-- begin --

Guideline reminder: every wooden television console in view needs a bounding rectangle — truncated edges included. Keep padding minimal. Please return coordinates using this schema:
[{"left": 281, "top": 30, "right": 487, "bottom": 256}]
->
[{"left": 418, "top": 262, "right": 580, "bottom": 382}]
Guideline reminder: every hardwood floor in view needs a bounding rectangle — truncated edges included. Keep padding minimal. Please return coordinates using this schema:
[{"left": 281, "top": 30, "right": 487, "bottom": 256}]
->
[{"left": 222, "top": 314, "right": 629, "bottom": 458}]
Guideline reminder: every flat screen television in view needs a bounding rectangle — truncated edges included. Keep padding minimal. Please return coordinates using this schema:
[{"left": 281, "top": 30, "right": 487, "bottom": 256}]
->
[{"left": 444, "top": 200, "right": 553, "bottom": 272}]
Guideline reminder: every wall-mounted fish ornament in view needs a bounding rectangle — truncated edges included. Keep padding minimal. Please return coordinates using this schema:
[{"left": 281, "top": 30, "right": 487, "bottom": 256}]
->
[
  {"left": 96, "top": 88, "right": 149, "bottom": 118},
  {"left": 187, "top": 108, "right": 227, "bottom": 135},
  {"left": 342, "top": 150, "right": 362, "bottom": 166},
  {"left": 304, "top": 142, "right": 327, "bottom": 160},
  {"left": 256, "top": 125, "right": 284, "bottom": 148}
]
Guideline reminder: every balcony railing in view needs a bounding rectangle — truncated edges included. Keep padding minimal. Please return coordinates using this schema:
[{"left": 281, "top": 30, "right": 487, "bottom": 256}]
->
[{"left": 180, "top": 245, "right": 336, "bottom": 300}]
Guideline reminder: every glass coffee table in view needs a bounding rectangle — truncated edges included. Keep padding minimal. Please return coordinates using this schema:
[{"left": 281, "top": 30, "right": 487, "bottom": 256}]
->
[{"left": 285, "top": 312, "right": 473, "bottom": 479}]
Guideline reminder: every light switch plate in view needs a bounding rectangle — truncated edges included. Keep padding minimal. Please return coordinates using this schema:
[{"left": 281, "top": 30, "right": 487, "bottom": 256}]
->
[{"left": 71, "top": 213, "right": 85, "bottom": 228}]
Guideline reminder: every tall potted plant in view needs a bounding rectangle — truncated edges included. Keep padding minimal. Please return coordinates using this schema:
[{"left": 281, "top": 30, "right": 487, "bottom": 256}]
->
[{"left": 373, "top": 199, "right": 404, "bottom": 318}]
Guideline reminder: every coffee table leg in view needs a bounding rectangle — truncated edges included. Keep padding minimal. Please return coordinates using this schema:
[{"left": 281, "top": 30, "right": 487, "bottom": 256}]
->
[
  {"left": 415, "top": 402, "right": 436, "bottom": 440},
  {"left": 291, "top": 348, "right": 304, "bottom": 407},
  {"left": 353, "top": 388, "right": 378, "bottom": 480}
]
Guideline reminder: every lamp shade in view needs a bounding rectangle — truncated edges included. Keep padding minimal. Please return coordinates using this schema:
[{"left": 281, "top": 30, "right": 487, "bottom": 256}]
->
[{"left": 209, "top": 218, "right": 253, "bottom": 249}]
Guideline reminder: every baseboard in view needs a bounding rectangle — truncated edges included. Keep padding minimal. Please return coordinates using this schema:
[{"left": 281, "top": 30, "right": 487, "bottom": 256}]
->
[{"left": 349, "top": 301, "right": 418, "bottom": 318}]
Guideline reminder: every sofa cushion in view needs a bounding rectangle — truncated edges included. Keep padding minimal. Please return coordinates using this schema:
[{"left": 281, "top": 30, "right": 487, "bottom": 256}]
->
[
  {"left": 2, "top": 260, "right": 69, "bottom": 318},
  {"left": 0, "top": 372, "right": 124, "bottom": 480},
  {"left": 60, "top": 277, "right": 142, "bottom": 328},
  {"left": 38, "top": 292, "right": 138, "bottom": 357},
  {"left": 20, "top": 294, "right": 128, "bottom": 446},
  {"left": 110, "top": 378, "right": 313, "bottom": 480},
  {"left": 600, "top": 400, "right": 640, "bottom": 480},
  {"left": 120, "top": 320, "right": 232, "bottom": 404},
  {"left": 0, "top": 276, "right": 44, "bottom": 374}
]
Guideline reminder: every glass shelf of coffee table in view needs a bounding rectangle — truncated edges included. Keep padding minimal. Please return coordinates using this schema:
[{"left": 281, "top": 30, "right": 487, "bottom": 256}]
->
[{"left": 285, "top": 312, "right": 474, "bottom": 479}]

-- end --

*Instructions for the task:* Every entry needs to be retyped exactly.

*Solution:*
Guideline reminder: every wooden television console in view needs a bounding rectangle — truncated edges included. Keep padding minimal. Please return coordinates using this schema:
[{"left": 281, "top": 30, "right": 487, "bottom": 256}]
->
[{"left": 418, "top": 262, "right": 580, "bottom": 382}]
Guideline reminder: every hardwood floor in view needs a bounding rectangle — truncated edges included. Keep padding minimal. Please return coordinates using this schema:
[{"left": 281, "top": 30, "right": 487, "bottom": 256}]
->
[{"left": 222, "top": 314, "right": 629, "bottom": 458}]
Guideline reminder: every flat screen television in view needs a bounding rectangle — truncated edges included. Keep padding minimal. Please return coordinates using this schema:
[{"left": 281, "top": 30, "right": 487, "bottom": 256}]
->
[{"left": 444, "top": 200, "right": 553, "bottom": 272}]
Guideline reminder: every wall-mounted fish ornament in view needs a bounding rectangle — truncated edges included. Keep padding minimal. Please return coordinates using this schema:
[{"left": 281, "top": 30, "right": 487, "bottom": 256}]
->
[
  {"left": 96, "top": 88, "right": 149, "bottom": 118},
  {"left": 187, "top": 108, "right": 227, "bottom": 135},
  {"left": 342, "top": 150, "right": 362, "bottom": 166},
  {"left": 304, "top": 142, "right": 327, "bottom": 160},
  {"left": 256, "top": 125, "right": 284, "bottom": 148}
]
Guideline reminder: every balcony railing in view needs a bounding rectangle — truncated edges included. Keep padding minimal. Please return coordinates using this schema:
[{"left": 281, "top": 30, "right": 487, "bottom": 256}]
->
[{"left": 180, "top": 245, "right": 336, "bottom": 300}]
Guideline reminder: every glass coffee table in view needs a bounding rectangle — truncated edges included. Keep padding minimal. Please return coordinates using this schema:
[{"left": 281, "top": 30, "right": 487, "bottom": 256}]
->
[{"left": 285, "top": 312, "right": 473, "bottom": 479}]
Guideline reminder: every light switch plate in view needs a bounding rectangle — truncated edges included. Keep padding minimal. Please return coordinates using this schema:
[{"left": 281, "top": 30, "right": 487, "bottom": 256}]
->
[{"left": 71, "top": 213, "right": 85, "bottom": 228}]
Guideline reminder: every tall potted plant in view needs a bounding rectangle — truncated edges included. Keep padding minimal. Please return coordinates using this schema:
[{"left": 281, "top": 30, "right": 487, "bottom": 256}]
->
[{"left": 373, "top": 199, "right": 404, "bottom": 318}]
Guideline reminder: every coffee table leg in view needs a bounding rectangle — truncated edges included. Keep padding minimal. Please return coordinates using this schema:
[{"left": 281, "top": 30, "right": 487, "bottom": 256}]
->
[
  {"left": 415, "top": 402, "right": 436, "bottom": 440},
  {"left": 291, "top": 348, "right": 304, "bottom": 407},
  {"left": 353, "top": 388, "right": 378, "bottom": 480}
]
Guideline reminder: every lamp shade in view needs a bounding rectangle — truncated edges included. Keep padding minimal. Please return coordinates using this schema:
[{"left": 281, "top": 30, "right": 487, "bottom": 256}]
->
[{"left": 209, "top": 218, "right": 253, "bottom": 249}]
Guideline reminder: every baseboard in view needs a bounding rectangle — truncated edges included. Keep padding minimal. Please return coordinates using this schema:
[{"left": 281, "top": 30, "right": 487, "bottom": 256}]
->
[{"left": 349, "top": 301, "right": 418, "bottom": 318}]
Guideline reminder: every sofa cushion in view needs a bounding rectangle — truncated edges included. Keep padding minimal. Please return coordinates using this schema:
[{"left": 281, "top": 30, "right": 487, "bottom": 256}]
->
[
  {"left": 2, "top": 260, "right": 69, "bottom": 318},
  {"left": 0, "top": 372, "right": 124, "bottom": 480},
  {"left": 60, "top": 277, "right": 142, "bottom": 328},
  {"left": 38, "top": 292, "right": 138, "bottom": 357},
  {"left": 20, "top": 294, "right": 128, "bottom": 446},
  {"left": 110, "top": 378, "right": 313, "bottom": 480},
  {"left": 600, "top": 400, "right": 640, "bottom": 480},
  {"left": 120, "top": 320, "right": 232, "bottom": 404},
  {"left": 0, "top": 276, "right": 44, "bottom": 374}
]
Guideline reminder: every glass shelf of coffee table in view needs a bounding rectangle — truncated edges included. Keep padding minimal. Please return coordinates using this schema:
[{"left": 281, "top": 30, "right": 487, "bottom": 256}]
->
[{"left": 285, "top": 312, "right": 474, "bottom": 479}]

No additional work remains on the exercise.